Entries from a dataset:
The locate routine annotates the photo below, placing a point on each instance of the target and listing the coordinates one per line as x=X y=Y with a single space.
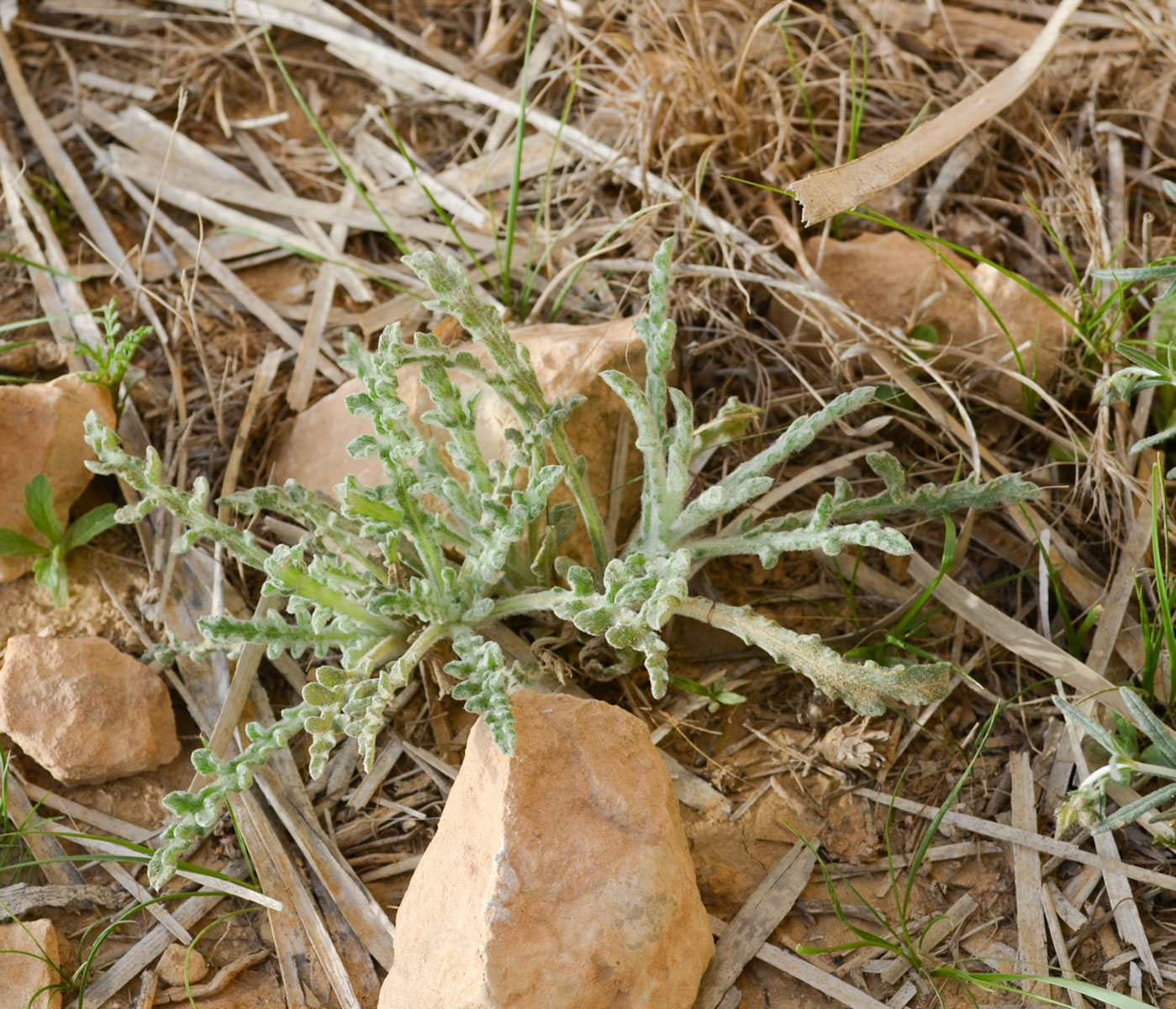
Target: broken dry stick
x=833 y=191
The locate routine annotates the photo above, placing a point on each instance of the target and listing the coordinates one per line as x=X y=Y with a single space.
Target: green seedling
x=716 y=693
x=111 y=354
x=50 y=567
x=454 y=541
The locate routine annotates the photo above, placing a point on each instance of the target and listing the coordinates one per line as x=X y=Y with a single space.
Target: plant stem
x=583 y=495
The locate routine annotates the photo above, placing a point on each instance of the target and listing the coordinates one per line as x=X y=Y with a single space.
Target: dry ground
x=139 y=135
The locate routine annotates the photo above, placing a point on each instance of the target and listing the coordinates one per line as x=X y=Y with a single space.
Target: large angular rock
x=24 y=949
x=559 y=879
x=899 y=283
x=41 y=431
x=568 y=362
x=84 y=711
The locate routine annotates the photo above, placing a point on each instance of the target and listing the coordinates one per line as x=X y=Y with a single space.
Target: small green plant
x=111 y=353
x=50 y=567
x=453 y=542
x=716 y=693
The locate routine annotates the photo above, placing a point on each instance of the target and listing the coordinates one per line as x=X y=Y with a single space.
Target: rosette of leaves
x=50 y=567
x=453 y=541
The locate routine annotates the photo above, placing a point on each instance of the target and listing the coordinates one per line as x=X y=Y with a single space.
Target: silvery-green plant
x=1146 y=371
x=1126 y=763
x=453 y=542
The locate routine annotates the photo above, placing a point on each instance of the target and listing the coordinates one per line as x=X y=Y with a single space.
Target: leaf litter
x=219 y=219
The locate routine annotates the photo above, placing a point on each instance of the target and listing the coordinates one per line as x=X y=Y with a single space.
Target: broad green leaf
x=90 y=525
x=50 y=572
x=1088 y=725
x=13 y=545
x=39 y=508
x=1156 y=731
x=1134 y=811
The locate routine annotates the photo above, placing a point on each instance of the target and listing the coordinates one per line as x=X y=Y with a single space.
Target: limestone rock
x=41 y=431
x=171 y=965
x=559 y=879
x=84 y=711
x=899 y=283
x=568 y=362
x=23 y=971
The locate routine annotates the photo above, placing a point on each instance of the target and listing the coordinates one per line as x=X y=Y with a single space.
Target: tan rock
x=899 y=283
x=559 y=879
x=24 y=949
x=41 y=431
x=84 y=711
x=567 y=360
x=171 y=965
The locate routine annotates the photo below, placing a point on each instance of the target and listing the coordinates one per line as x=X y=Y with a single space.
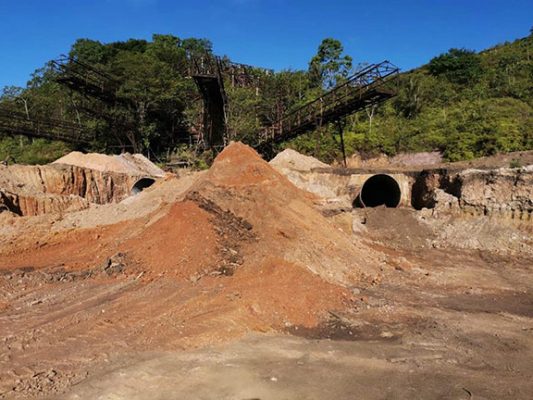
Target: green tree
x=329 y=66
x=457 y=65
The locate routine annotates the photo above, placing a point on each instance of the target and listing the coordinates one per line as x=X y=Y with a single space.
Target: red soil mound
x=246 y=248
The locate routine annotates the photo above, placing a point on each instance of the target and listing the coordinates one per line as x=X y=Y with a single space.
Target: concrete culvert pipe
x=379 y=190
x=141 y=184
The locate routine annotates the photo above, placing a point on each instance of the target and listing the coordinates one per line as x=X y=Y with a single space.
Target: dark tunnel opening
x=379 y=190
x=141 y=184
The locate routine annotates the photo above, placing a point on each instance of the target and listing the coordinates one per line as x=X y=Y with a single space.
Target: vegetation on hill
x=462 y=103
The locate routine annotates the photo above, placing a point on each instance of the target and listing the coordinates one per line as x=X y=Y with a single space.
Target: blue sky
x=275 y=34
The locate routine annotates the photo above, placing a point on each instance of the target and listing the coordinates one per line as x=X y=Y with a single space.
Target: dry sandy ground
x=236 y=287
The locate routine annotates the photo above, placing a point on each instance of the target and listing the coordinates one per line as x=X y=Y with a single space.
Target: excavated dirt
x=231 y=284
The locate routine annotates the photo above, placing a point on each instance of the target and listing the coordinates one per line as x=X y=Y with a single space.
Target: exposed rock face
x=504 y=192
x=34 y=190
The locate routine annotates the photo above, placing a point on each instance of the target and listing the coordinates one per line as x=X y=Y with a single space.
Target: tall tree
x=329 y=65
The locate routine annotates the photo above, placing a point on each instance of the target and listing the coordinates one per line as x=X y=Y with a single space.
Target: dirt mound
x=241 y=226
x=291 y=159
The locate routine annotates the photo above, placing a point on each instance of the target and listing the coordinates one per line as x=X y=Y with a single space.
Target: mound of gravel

> [WHAT YOU SHOULD DO] Reproduce the records from their start through the line containing "x=453 y=541", both ends included. Keep the requests unchanged, multiply every coordinate in the answers by 1.05, round to the nearest whole number with halves going up, and leave out the pictures.

> [WRITTEN RESPONSE]
The locate routine annotates the photo below, placing a point on each instance of the target and listing the coordinates one per line as x=X y=Y with a single space.
Target: broken dry stick
x=875 y=201
The locate routine annotates the photo above, placing a point on each instance of the target and listing the coordinates one per line as x=X y=Y with a single space.
Target: green seedling
x=752 y=728
x=117 y=372
x=53 y=595
x=477 y=568
The locate routine annotates the photo above, placing a point on each instance of the target and listing the coordinates one per line as x=X y=Y with a single space.
Target: plant stem
x=612 y=520
The locate routine annotates the photo above, placing a point on each instance of the target and listing the coordinates one per line as x=X y=Y with a single space.
Target: dry ground
x=146 y=142
The locate routine annotates the photo above, placing a point on each instance of the target and listing the coordinates one per line as x=X y=Y with a single space.
Target: large angular rock
x=25 y=996
x=587 y=923
x=944 y=297
x=43 y=453
x=596 y=380
x=88 y=747
The locate routine annotates the photo above, placing a point on each instance of the target and listing the coordinates one per line as x=X y=Y with a single space.
Target: small green plant
x=117 y=371
x=53 y=595
x=476 y=569
x=752 y=728
The locate routine annotates the photo above, placing a point on each instance of the target and listing the coordinates one per line as x=X y=Y with a single space.
Target: rosette of leaves
x=53 y=595
x=476 y=568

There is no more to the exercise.